> _Given task 1_
Decide whether each statement below agrees with the packed decimal explanation. For each, answer yes or no and quote the deciding words of the text.
(a) The data type s9(6)v99 has six digits to the left of the decimal point and two to the right.
(b) In the comp-3 format, each digit is stored in a full byte.
(c) In the comp-3 format, the last half-byte is reserved for the sign.
> _Given task 2_
Using the packed decimal explanation, state why the six digits to the left of the decimal point take 3 bytes of storage.
> _Given task 3_
Set down everything in the packed decimal explanation from "In the comp-3" down to "half-byte (4 bits).", word for word.

To answer this question, we need to understand the storage format of the PIC s9(6)v99 comp-3 data type.
The PIC s9(6)v99 comp-3 data type is a packed decimal representation. Packed decimal uses a specific encoding scheme to store decimal numbers in a compact manner.
In the given data type, s9(6)v99 represents a signed decimal number with 6 digits to the left of the decimal point and 2 digits to the right of the decimal point.
In the comp-3 format, each digit is stored in half a byte (4 bits), with the last half-byte reserved for the sign. The sign half-byte uses the following encoding scheme:
- Positive sign (+) is represented by the value 0x0C.
- Negative sign (-) is represented by the value 0x0D.
Therefore, each digit requires 4 bits of storage, and the sign requires an additional half-byte (4 bits).
For the given data type PIC s9(6)v99 comp-3, we have:
- 6 digits to the left of the decimal point, requiring 6 * 4 = 24 bits or 3 bytes.
- 2 digits to the right of the decimal point, requiring 2 * 4 = 8 bits or 1 byte.
- 1 half-byte for the sign.
So, the total storage required for the PIC s9(6)v99 comp-3 data type is 3 bytes + 1 byte + 0.5 byte = 4.5 bytes.
Therefore, the statement "If a field is defined as Pic s9(6)v99 comp-3, it uses 5 bytes of storage" is incorrect.
The correct answer is B) False.

> _Stored rows_
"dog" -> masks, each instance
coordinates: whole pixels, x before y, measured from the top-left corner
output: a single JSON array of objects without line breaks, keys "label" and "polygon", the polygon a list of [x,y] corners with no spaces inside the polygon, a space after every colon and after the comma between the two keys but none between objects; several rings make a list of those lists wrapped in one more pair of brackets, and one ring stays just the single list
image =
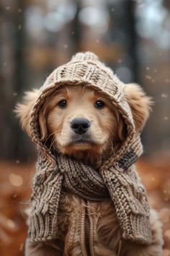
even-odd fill
[{"label": "dog", "polygon": [[[28,92],[17,113],[22,128],[30,136],[30,113],[39,90]],[[149,116],[151,100],[136,84],[125,88],[125,96],[133,114],[136,132],[143,129]],[[126,137],[126,127],[116,108],[104,93],[85,85],[61,87],[46,100],[39,115],[41,141],[51,150],[72,157],[97,168]],[[138,244],[122,239],[115,209],[109,200],[89,202],[93,219],[93,248],[87,242],[82,254],[79,234],[70,247],[70,235],[75,223],[75,213],[84,200],[63,192],[58,210],[58,236],[50,242],[32,242],[27,239],[25,252],[29,256],[161,256],[161,223],[155,210],[151,210],[152,243]],[[75,227],[75,229],[76,229]],[[87,234],[88,236],[88,234]],[[82,248],[81,248],[82,249]],[[91,250],[91,252],[90,252]]]}]

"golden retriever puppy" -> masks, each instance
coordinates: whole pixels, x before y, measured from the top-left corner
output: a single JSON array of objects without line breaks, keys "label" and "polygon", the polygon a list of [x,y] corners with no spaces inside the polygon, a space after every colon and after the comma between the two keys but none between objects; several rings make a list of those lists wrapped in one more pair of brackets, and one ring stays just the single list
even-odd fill
[{"label": "golden retriever puppy", "polygon": [[[17,112],[23,129],[30,134],[30,113],[38,90],[27,93]],[[149,116],[151,99],[139,85],[125,86],[125,95],[131,108],[136,132]],[[55,154],[81,160],[96,169],[126,137],[126,127],[109,98],[87,86],[63,86],[47,100],[39,116],[41,141]],[[91,229],[86,244],[81,244],[76,226],[84,200],[70,192],[62,192],[58,210],[58,237],[45,242],[26,242],[27,256],[161,256],[161,225],[151,211],[152,244],[138,244],[122,238],[115,209],[110,200],[88,202]],[[85,217],[86,218],[86,217]],[[86,219],[85,219],[86,222]],[[92,239],[89,239],[89,234]],[[71,237],[73,238],[71,239]],[[90,242],[89,242],[90,240]]]}]

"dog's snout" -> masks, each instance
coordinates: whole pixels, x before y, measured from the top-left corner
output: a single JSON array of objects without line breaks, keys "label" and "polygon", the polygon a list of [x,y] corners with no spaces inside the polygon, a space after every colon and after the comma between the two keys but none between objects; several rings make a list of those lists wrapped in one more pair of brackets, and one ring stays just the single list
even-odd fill
[{"label": "dog's snout", "polygon": [[79,135],[85,133],[90,127],[90,121],[85,118],[76,118],[71,122],[71,127]]}]

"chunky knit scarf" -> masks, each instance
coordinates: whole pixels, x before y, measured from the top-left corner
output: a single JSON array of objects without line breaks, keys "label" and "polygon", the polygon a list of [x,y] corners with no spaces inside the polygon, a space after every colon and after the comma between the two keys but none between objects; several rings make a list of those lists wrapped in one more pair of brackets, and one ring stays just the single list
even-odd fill
[{"label": "chunky knit scarf", "polygon": [[[39,112],[47,98],[63,85],[84,85],[107,94],[127,126],[128,137],[115,155],[99,170],[68,157],[54,155],[40,141]],[[33,242],[58,236],[58,208],[62,189],[84,199],[102,201],[110,198],[125,239],[151,243],[150,208],[146,192],[138,178],[133,163],[142,153],[135,135],[130,108],[125,101],[125,85],[92,53],[77,54],[56,69],[40,90],[32,108],[32,139],[37,145],[37,172],[33,179],[32,213],[29,229]]]}]

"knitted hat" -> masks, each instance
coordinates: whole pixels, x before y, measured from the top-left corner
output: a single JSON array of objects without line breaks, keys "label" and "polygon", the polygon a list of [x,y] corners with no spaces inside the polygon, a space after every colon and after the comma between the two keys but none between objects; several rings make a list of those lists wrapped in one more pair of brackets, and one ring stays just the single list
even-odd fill
[{"label": "knitted hat", "polygon": [[[127,127],[125,140],[116,154],[102,163],[99,172],[81,162],[53,155],[40,140],[38,117],[47,98],[63,85],[81,85],[106,94]],[[57,236],[61,190],[67,189],[94,201],[110,197],[122,237],[142,244],[151,242],[149,206],[145,189],[133,165],[143,148],[124,95],[125,85],[95,54],[86,52],[76,54],[69,62],[55,69],[40,89],[30,122],[32,139],[38,145],[30,225],[32,241],[45,241]]]}]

> _Worked answer 1_
(a) Yes: "6 digits to the left of the decimal point and 2 digits to the right of the decimal point"
(b) No: "each digit is stored in half a byte (4 bits)"
(c) Yes: "with the last half-byte reserved for the sign"

> _Worked answer 2_
In the comp-3 format, each digit is stored in half a byte, or 4 bits. Six digits therefore need 6 * 4 = 24 bits, which is 3 bytes.

> _Worked answer 3_
In the comp-3 format, each digit is stored in half a byte (4 bits), with the last half-byte reserved for the sign. The sign half-byte uses the following encoding scheme:
- Positive sign (+) is represented by the value 0x0C.
- Negative sign (-) is represented by the value 0x0D.
Therefore, each digit requires 4 bits of storage, and the sign requires an additional half-byte (4 bits).